__Try it__.
Copy exactly, line for line, the part of the listing from the line containing "261L532 262L531 245L516" through its last line, and nothing else.

__Records__.
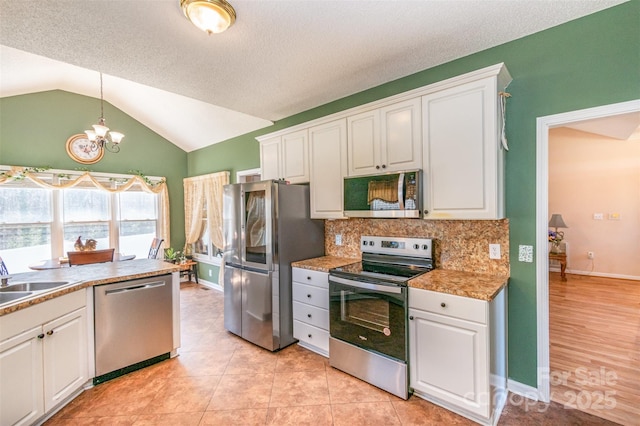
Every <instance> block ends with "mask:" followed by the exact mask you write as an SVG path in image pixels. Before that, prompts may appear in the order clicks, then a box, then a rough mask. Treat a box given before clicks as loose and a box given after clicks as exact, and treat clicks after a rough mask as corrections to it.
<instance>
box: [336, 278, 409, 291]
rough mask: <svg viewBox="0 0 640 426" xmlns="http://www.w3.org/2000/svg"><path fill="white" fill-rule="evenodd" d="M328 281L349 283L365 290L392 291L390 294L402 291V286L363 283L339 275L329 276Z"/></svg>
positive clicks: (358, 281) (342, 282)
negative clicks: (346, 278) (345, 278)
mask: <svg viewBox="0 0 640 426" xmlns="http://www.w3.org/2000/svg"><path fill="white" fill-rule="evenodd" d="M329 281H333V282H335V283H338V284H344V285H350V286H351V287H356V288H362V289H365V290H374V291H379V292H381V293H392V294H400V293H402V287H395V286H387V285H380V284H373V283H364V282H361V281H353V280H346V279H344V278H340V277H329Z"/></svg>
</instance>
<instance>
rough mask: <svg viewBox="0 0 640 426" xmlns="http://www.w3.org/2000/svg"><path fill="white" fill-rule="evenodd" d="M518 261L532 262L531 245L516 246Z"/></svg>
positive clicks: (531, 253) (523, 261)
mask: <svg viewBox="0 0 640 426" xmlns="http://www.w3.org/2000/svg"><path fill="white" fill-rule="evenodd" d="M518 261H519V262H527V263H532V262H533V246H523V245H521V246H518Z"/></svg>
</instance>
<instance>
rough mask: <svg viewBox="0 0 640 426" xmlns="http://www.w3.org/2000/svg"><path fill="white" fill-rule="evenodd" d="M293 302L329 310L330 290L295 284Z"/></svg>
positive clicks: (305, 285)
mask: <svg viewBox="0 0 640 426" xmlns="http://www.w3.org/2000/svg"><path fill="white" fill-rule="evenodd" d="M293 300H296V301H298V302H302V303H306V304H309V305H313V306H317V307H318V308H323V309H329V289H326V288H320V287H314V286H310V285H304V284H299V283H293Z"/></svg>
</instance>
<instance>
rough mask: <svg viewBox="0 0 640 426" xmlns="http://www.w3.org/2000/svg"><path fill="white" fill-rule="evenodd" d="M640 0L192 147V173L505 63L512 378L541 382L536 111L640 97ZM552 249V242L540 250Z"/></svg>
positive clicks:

__Task response__.
rough mask: <svg viewBox="0 0 640 426" xmlns="http://www.w3.org/2000/svg"><path fill="white" fill-rule="evenodd" d="M518 261L532 262L531 245L516 246Z"/></svg>
positive clicks: (531, 253) (523, 261)
mask: <svg viewBox="0 0 640 426" xmlns="http://www.w3.org/2000/svg"><path fill="white" fill-rule="evenodd" d="M518 261H519V262H527V263H532V262H533V246H523V245H521V246H518Z"/></svg>
</instance>
<instance>
rough mask: <svg viewBox="0 0 640 426" xmlns="http://www.w3.org/2000/svg"><path fill="white" fill-rule="evenodd" d="M293 302L329 310L330 290L295 284Z"/></svg>
positive clicks: (305, 285)
mask: <svg viewBox="0 0 640 426" xmlns="http://www.w3.org/2000/svg"><path fill="white" fill-rule="evenodd" d="M293 300H296V301H298V302H302V303H306V304H309V305H313V306H317V307H318V308H323V309H329V289H326V288H320V287H314V286H310V285H304V284H299V283H293Z"/></svg>
</instance>
<instance>
rough mask: <svg viewBox="0 0 640 426" xmlns="http://www.w3.org/2000/svg"><path fill="white" fill-rule="evenodd" d="M640 0L192 147V173L505 63L512 378L541 382L536 111L640 97ZM552 249V242L540 250Z"/></svg>
positive clicks:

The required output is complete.